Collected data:
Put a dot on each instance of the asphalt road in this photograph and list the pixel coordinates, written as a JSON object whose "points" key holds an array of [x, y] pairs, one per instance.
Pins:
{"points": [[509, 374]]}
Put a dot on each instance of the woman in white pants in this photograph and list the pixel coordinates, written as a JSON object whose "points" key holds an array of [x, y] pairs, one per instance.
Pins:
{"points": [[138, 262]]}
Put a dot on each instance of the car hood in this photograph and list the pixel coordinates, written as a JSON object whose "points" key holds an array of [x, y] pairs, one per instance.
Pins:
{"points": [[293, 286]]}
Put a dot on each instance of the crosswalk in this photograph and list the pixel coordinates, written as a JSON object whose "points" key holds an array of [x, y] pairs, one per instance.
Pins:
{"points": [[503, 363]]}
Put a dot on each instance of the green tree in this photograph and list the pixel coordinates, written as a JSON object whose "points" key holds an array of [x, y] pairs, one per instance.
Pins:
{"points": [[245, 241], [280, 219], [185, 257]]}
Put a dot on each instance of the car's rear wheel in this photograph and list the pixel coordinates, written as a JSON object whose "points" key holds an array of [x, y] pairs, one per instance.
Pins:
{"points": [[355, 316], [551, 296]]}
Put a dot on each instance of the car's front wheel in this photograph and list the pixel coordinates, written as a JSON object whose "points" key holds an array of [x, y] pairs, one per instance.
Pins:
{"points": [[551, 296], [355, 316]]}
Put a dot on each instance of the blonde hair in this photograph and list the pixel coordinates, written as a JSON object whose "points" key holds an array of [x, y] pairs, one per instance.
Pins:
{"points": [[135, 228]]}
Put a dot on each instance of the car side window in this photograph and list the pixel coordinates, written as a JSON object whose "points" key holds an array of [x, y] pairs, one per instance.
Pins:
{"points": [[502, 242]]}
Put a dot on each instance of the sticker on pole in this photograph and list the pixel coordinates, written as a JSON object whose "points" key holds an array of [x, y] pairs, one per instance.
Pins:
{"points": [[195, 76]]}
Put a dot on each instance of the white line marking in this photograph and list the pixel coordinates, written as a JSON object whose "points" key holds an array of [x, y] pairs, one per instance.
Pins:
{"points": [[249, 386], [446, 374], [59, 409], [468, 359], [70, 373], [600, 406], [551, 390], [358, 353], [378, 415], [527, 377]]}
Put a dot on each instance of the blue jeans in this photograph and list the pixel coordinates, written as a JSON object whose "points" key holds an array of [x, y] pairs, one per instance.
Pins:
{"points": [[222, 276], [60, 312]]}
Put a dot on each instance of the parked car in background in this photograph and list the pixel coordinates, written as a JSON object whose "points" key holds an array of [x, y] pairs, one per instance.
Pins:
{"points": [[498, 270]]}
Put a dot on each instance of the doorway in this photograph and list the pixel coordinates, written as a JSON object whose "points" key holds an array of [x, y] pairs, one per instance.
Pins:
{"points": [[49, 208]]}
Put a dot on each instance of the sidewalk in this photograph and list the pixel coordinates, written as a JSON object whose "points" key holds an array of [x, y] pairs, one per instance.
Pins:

Given problem: Recopy the whole listing exactly.

Answer to the exercise:
Put a dot on each instance of the asphalt road in this photograph and list the pixel coordinates, written as a JSON object whose "points" key holds an array of [x, y] pairs, one per instance.
Pins:
{"points": [[509, 374]]}
Put a dot on each instance of the woman in white pants in this photograph and list the pixel coordinates, written as a JSON object whose "points" key holds an array of [x, y] pairs, one per instance.
Pins:
{"points": [[138, 262]]}
Put a dot on each instance of the car hood in this photograph and list the pixel coordinates, written as a JSON object whose "points" key holds an array of [x, y] pairs, one per instance.
Pins:
{"points": [[293, 286]]}
Put a dot on each instance of the crosswalk in this photograph and list the pixel coordinates, written as a JSON object whose "points" key holds an array of [x, y] pairs, one per instance.
Pins:
{"points": [[503, 363]]}
Put a dot on each instance of the green tree in this photograph and list the pixel coordinates, written as a JSON object whose "points" key holds an array of [x, y] pairs, one per instance.
Pins:
{"points": [[245, 241], [280, 219], [185, 257]]}
Put a dot on each instance of the car's rear wheel in this photograph and list the pixel coordinates, written as a JSON object whose "points" key holds an array of [x, y] pairs, one per instance.
Pins:
{"points": [[355, 316], [551, 296]]}
Put a dot on each instance of the car's front wheel in this photograph and list the pixel coordinates, written as a JSON object whose "points" key holds an array of [x, y] pairs, one per instance.
Pins:
{"points": [[551, 296], [355, 316]]}
Put a dot on each instance of the blonde hair in this photograph and list the pixel coordinates, written as a JSON object whose "points" key holds an array of [x, y] pairs, one per instance.
Pins:
{"points": [[135, 228]]}
Put a dot on each instance of the car side window in this photograph and list the pixel coordinates, written as a JSON object whose "points" key holds an array of [x, y] pairs, one per instance.
Pins:
{"points": [[502, 242]]}
Put a dot on each instance of the sticker on pole in this photograph and list the pixel coordinates, written as a JSON object whose "points" key holds an array of [x, y] pairs, one per instance.
Pins:
{"points": [[195, 76]]}
Put a dot on each instance of the white line marking in this photograph and list the pixel coordinates, written as a JSON object whose "points" key holds an array of [x, y] pairs, one per instance.
Pins:
{"points": [[249, 386], [446, 374], [59, 409], [468, 359], [70, 373], [600, 406], [551, 390], [358, 353], [378, 415], [527, 377]]}
Put a dot on each instance of the blue jeans in this photograph and list the pixel coordinates, written as a JSON object whose "points" key holds an array of [x, y] pairs, one per instance.
Pins:
{"points": [[222, 276], [60, 312]]}
Put a dot on each instance of the parked car in background in this photograph and list the pixel coordinates, written as a JSON object whose "points" key holds an array of [x, y] pairs, one per instance.
Pins:
{"points": [[498, 270]]}
Put a dot on each instance of the doorway in this photograph and list the pixel coordinates, written as a JSON object whose "points" key holds an array of [x, y] pairs, one per instance.
Pins:
{"points": [[49, 208]]}
Put a dot on each instance of the sidewalk in this photograph and list the pixel coordinates, written as a JSON object whose "points" key holds an array of [x, y] pairs, one per instance.
Pins:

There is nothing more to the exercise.